> _READING TEXT_

* Start *

Chief Justice John Roberts, writing for the six right-wingers, assured us that “the president is not above the law.” But he then proceeded to carve out a zone of immunity even broader than the one Trump’s legal team had sought.

Henceforth, a president will have absolute immunity from prosecution for official acts done in the course of carrying out his constitutional powers or implementing a federal statute. “We thus conclude,” Roberts wrote, “that the President is absolutely immune from criminal prosecution for conduct within his exclusive sphere of constitutional authority.” That includes commanding the armed forces, granting pardons, appointing ambassadors and members of the Supreme Court, overseeing international diplomacy and intelligence gathering, terrorism, trade and immigration.

A president has presumptive immunity for acts committed in “the outer perimeter of his official responsibility.” The burden is on the prosecutor to rebut that presumption of immunity by showing that prosecuting such an act would pose no “dangers of intrusion on the authority and functions of the Executive Branch,” a tall order.

* End *

[Part of a data file]
* Start *

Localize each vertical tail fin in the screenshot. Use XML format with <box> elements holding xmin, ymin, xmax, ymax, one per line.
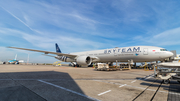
<box><xmin>55</xmin><ymin>43</ymin><xmax>61</xmax><ymax>53</ymax></box>
<box><xmin>14</xmin><ymin>54</ymin><xmax>17</xmax><ymax>60</ymax></box>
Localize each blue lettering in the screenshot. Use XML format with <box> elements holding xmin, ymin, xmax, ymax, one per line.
<box><xmin>127</xmin><ymin>48</ymin><xmax>132</xmax><ymax>52</ymax></box>
<box><xmin>133</xmin><ymin>47</ymin><xmax>140</xmax><ymax>52</ymax></box>
<box><xmin>108</xmin><ymin>50</ymin><xmax>111</xmax><ymax>53</ymax></box>
<box><xmin>113</xmin><ymin>49</ymin><xmax>116</xmax><ymax>53</ymax></box>
<box><xmin>122</xmin><ymin>48</ymin><xmax>126</xmax><ymax>52</ymax></box>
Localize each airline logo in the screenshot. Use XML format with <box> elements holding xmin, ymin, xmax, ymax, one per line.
<box><xmin>135</xmin><ymin>53</ymin><xmax>139</xmax><ymax>56</ymax></box>
<box><xmin>104</xmin><ymin>47</ymin><xmax>141</xmax><ymax>54</ymax></box>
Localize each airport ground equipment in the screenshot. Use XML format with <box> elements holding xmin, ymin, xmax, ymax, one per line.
<box><xmin>95</xmin><ymin>63</ymin><xmax>120</xmax><ymax>71</ymax></box>
<box><xmin>154</xmin><ymin>66</ymin><xmax>180</xmax><ymax>84</ymax></box>
<box><xmin>53</xmin><ymin>61</ymin><xmax>62</xmax><ymax>66</ymax></box>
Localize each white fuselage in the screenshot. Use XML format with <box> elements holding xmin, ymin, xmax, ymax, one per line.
<box><xmin>67</xmin><ymin>46</ymin><xmax>173</xmax><ymax>62</ymax></box>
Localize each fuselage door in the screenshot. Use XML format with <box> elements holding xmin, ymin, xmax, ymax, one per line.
<box><xmin>143</xmin><ymin>48</ymin><xmax>148</xmax><ymax>55</ymax></box>
<box><xmin>113</xmin><ymin>49</ymin><xmax>117</xmax><ymax>56</ymax></box>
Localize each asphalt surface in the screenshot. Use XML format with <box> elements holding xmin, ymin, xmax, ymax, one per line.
<box><xmin>0</xmin><ymin>65</ymin><xmax>180</xmax><ymax>101</ymax></box>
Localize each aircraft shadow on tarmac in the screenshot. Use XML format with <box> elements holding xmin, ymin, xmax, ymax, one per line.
<box><xmin>136</xmin><ymin>77</ymin><xmax>180</xmax><ymax>93</ymax></box>
<box><xmin>0</xmin><ymin>71</ymin><xmax>92</xmax><ymax>101</ymax></box>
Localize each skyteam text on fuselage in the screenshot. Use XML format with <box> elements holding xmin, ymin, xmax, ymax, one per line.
<box><xmin>9</xmin><ymin>44</ymin><xmax>173</xmax><ymax>65</ymax></box>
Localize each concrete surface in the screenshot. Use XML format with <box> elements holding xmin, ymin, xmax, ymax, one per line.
<box><xmin>0</xmin><ymin>65</ymin><xmax>180</xmax><ymax>101</ymax></box>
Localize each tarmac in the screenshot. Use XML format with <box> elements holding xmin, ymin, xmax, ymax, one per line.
<box><xmin>0</xmin><ymin>65</ymin><xmax>180</xmax><ymax>101</ymax></box>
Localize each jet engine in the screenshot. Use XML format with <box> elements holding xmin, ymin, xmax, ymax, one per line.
<box><xmin>76</xmin><ymin>56</ymin><xmax>92</xmax><ymax>65</ymax></box>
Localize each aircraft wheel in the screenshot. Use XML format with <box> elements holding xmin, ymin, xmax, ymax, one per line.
<box><xmin>163</xmin><ymin>79</ymin><xmax>170</xmax><ymax>84</ymax></box>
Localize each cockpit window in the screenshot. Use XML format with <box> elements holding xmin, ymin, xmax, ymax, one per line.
<box><xmin>160</xmin><ymin>49</ymin><xmax>167</xmax><ymax>51</ymax></box>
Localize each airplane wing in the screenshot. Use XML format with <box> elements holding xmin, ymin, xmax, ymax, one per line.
<box><xmin>8</xmin><ymin>47</ymin><xmax>77</xmax><ymax>58</ymax></box>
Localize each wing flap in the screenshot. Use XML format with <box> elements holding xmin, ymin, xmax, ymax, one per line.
<box><xmin>8</xmin><ymin>47</ymin><xmax>77</xmax><ymax>57</ymax></box>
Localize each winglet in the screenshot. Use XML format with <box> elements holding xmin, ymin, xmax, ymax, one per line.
<box><xmin>55</xmin><ymin>43</ymin><xmax>61</xmax><ymax>53</ymax></box>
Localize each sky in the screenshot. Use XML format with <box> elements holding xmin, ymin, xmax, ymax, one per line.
<box><xmin>0</xmin><ymin>0</ymin><xmax>180</xmax><ymax>63</ymax></box>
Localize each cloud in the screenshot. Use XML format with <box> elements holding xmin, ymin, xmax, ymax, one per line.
<box><xmin>133</xmin><ymin>27</ymin><xmax>180</xmax><ymax>46</ymax></box>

* End *

> _WRITTEN TASKS_
**A)** State whether each statement below agrees with the passage on presidential immunity, answering yes or no and quoting the deciding words of the passage: (i) Roberts wrote on behalf of six justices; (ii) the immunity described was narrower than the one Trump's legal team had sought; (iii) the prosecutor bears the burden of rebutting the presumption of immunity.
**B)** Rewrite the passage on presidential immunity between "Henceforth, a president" and "a tall order.", inclusive, replacing "ambassadors" with "envoys".

> _EXPECTED RESULTS_
**A)**
(i) Yes: "writing for the six right-wingers"
(ii) No: "a zone of immunity even broader than the one Trump’s legal team had sought"
(iii) Yes: "The burden is on the prosecutor to rebut that presumption of immunity"

**B)**
Henceforth, a president will have absolute immunity from prosecution for official acts done in the course of carrying out his constitutional powers or implementing a federal statute. “We thus conclude,” Roberts wrote, “that the President is absolutely immune from criminal prosecution for conduct within his exclusive sphere of constitutional authority.” That includes commanding the armed forces, granting pardons, appointing envoys and members of the Supreme Court, overseeing international diplomacy and intelligence gathering, terrorism, trade and immigration.

A president has presumptive immunity for acts committed in “the outer perimeter of his official responsibility.” The burden is on the prosecutor to rebut that presumption of immunity by showing that prosecuting such an act would pose no “dangers of intrusion on the authority and functions of the Executive Branch,” a tall order.